* Begin INFORMATION GIVEN *

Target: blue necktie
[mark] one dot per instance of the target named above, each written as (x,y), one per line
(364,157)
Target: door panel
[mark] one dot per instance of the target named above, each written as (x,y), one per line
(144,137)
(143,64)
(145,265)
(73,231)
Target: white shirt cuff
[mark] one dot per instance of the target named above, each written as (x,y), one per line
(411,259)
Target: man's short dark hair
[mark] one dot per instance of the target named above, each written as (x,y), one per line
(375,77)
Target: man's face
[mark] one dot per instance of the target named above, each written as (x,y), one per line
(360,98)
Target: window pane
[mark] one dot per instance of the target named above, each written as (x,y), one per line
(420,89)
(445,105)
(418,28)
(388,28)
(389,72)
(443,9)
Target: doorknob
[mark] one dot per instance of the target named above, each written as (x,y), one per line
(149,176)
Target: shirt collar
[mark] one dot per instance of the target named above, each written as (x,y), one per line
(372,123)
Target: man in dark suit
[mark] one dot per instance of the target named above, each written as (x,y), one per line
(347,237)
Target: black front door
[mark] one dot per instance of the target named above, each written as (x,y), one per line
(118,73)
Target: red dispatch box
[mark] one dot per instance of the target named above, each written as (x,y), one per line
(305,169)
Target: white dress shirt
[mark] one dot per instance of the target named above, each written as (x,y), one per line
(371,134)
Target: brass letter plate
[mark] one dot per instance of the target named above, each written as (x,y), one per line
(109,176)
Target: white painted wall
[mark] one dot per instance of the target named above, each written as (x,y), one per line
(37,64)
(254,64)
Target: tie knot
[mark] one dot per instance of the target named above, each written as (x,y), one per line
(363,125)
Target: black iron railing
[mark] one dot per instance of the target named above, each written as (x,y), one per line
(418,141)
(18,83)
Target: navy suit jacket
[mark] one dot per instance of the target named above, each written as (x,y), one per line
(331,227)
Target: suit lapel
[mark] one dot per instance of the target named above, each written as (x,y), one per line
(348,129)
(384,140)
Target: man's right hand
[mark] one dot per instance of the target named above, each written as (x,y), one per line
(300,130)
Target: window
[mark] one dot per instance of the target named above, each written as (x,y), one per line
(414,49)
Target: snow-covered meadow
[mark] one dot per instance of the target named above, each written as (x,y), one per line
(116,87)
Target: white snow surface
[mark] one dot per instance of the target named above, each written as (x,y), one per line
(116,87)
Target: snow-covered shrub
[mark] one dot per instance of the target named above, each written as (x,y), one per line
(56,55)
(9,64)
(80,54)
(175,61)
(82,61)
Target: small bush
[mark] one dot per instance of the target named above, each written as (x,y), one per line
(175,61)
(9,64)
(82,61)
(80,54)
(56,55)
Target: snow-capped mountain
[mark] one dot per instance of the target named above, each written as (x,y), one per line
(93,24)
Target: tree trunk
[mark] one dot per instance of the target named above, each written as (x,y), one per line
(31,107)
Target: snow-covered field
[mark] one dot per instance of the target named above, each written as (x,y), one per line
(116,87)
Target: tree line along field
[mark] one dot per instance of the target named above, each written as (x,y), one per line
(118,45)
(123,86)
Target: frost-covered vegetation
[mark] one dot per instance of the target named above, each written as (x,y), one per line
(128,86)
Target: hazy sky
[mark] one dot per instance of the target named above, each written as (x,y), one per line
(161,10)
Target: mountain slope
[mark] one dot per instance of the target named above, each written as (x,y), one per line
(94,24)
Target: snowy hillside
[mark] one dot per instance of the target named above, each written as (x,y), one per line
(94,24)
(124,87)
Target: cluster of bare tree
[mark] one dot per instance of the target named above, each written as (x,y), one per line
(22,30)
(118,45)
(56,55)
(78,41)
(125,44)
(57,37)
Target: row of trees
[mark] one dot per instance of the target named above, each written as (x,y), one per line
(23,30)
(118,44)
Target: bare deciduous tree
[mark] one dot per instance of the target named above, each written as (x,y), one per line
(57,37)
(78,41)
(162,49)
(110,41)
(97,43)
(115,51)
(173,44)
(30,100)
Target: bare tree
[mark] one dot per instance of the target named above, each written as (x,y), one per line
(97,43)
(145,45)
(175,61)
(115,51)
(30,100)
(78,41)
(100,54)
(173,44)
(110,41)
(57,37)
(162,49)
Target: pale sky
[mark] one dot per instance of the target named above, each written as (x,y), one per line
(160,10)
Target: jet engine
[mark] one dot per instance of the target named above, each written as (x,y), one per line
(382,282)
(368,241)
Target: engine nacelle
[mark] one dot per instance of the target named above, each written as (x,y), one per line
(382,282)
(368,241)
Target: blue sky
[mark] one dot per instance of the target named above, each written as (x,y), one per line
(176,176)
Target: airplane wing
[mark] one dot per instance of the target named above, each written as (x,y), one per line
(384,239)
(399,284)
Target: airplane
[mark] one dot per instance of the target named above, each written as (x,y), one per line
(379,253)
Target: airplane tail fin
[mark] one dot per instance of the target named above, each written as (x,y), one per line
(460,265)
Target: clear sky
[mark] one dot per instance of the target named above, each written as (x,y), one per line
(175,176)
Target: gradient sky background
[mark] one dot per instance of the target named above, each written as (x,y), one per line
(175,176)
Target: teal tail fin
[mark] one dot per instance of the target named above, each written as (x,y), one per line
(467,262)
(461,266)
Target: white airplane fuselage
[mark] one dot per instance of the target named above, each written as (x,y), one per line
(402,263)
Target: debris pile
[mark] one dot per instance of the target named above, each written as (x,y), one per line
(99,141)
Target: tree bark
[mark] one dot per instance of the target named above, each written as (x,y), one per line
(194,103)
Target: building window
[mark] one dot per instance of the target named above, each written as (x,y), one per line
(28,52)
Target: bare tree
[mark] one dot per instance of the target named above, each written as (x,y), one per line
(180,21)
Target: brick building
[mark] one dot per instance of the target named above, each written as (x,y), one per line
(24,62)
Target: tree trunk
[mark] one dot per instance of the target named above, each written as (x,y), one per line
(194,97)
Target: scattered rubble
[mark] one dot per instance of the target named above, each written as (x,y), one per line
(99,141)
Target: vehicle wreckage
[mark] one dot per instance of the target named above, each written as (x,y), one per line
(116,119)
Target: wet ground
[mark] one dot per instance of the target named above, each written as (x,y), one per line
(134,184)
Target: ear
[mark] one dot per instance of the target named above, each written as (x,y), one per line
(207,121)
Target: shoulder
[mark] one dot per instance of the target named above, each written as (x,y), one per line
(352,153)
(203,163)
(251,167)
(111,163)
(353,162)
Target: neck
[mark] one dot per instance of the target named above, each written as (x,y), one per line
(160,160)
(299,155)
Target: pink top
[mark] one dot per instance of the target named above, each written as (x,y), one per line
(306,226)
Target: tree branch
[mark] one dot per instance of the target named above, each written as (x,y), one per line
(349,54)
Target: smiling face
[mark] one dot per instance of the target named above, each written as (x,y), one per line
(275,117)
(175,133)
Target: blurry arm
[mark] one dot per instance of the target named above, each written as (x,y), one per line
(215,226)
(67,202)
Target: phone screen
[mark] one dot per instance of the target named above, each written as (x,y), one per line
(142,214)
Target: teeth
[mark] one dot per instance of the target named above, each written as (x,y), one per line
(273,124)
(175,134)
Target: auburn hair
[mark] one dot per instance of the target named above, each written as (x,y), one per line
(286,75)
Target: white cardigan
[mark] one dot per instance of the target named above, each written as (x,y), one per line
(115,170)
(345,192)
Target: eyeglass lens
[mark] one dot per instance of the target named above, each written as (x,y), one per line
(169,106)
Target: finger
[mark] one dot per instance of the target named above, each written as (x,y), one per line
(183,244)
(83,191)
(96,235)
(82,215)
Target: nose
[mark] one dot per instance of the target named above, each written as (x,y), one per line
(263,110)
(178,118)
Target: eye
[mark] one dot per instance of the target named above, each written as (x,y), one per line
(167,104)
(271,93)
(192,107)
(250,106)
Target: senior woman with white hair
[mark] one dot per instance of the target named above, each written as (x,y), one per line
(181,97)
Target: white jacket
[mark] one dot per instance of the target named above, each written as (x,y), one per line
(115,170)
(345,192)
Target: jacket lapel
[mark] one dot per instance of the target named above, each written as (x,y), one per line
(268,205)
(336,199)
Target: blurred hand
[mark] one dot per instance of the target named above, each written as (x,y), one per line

* End INFORMATION GIVEN *

> [EXERCISE DIRECTIONS]: Repeat, without change, each line of the data above from the one that contains "Target: finger" through the final line, counting both.

> [RESPONSE BELOW]:
Target: finger
[mark] one dot per instance of the target named above, each written as (x,y), one per line
(183,244)
(83,191)
(96,235)
(82,215)
Target: nose
[mark] one dot per instance of the target named above, each written as (x,y), one per line
(263,110)
(178,118)
Target: eye
[mark] one dot per instance of the target named above, each written as (x,y), one per line
(167,104)
(271,93)
(192,107)
(250,106)
Target: senior woman with white hair
[mark] one dot per instance of the target named above, each written as (x,y), one per line
(181,97)
Target: white jacket
[mark] one dot per instance of the target named above, each written as (x,y), one per line
(115,170)
(345,192)
Target: jacket lapel
[mark] one dot per instance of the target named above, each written as (x,y), one per line
(268,205)
(336,199)
Target: blurred hand
[mark] one dot per instance of the target named above, each written as (x,y), one per line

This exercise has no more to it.